§ **Data**
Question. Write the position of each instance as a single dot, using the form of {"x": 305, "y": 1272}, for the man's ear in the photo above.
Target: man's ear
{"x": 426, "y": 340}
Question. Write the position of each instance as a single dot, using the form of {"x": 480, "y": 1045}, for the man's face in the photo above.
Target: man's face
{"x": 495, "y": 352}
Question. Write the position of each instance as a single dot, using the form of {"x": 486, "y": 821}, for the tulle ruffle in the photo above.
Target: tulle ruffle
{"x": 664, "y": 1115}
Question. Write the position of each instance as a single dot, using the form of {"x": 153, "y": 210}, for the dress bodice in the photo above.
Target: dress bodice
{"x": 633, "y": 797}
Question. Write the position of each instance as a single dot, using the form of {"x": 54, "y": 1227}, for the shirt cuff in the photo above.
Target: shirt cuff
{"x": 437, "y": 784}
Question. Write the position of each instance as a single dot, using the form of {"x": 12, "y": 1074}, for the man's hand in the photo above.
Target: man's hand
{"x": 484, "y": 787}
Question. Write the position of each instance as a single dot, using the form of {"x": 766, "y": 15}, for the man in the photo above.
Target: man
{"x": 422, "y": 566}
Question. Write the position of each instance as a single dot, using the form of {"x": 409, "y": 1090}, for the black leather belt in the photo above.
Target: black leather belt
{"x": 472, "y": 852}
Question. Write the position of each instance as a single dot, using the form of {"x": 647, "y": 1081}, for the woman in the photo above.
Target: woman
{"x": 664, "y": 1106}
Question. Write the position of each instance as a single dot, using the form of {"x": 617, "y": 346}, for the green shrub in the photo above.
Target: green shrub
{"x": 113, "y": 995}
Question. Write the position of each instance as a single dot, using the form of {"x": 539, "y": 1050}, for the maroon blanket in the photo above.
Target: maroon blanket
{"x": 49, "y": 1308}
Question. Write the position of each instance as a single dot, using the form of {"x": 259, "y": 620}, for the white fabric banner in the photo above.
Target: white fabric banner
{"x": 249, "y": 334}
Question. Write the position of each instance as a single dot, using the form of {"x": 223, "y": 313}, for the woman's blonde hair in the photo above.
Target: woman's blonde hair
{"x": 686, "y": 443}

§ **Exercise instructions**
The full listing has to be duplicated exactly.

§ **Reply**
Question. Write the position of each instance as a single dot, using the form of {"x": 305, "y": 1272}, for the man's ear in the photo above.
Target: man's ear
{"x": 426, "y": 340}
Question. Write the position of each instance as a single dot, using the form of {"x": 480, "y": 1045}, for the man's face in the photo above.
Target: man's face
{"x": 495, "y": 352}
Question. Write the position of each instance as a single dot, using the form of {"x": 486, "y": 821}, for the tulle ruffle in the photo above.
Target: tulle ruffle
{"x": 664, "y": 1115}
Question. Write the position of each instance as a single dot, using the form of {"x": 153, "y": 210}, for the dress bodice in the photo above.
Target: dress bodice
{"x": 633, "y": 797}
Question. Write the position of each instance as a single dot, using the form of {"x": 54, "y": 1227}, for the shirt cuff in the photo above.
Target: shirt cuff
{"x": 437, "y": 784}
Question. Write the position of each instance as a single dot, using the form of {"x": 12, "y": 1074}, for the man's hand in the photo above.
Target: man's hand
{"x": 484, "y": 787}
Question. Write the position of each instance as a single dot, using the form of {"x": 766, "y": 15}, for the man in the photo above.
Target: man
{"x": 422, "y": 566}
Question. Write the position of each instance as a single dot, using the form of {"x": 409, "y": 1090}, for the black leather belt in the photo above.
Target: black leather belt
{"x": 472, "y": 852}
Question. Write the position of each instance as a single dot, using the form of {"x": 647, "y": 1081}, for the woman in the photo above.
Target: woman
{"x": 664, "y": 1106}
Question. Write the position of each instance as a single dot, using the form of {"x": 617, "y": 346}, for the green shrub in the photo above.
Target: green shrub
{"x": 113, "y": 995}
Question. Write the position of each instance as a single dot, using the form of {"x": 539, "y": 1050}, for the maroon blanket in the photo above.
Target: maroon blanket
{"x": 49, "y": 1308}
Question. Write the position of each instance as a single dot, using the form of {"x": 259, "y": 620}, for the white fabric banner in the photo above.
Target: white fabric banner
{"x": 249, "y": 334}
Question. Write the position of each instance as a single dot, using the form of {"x": 223, "y": 313}, for the woman's blonde hair in the photo above.
Target: woman's blonde hair
{"x": 686, "y": 443}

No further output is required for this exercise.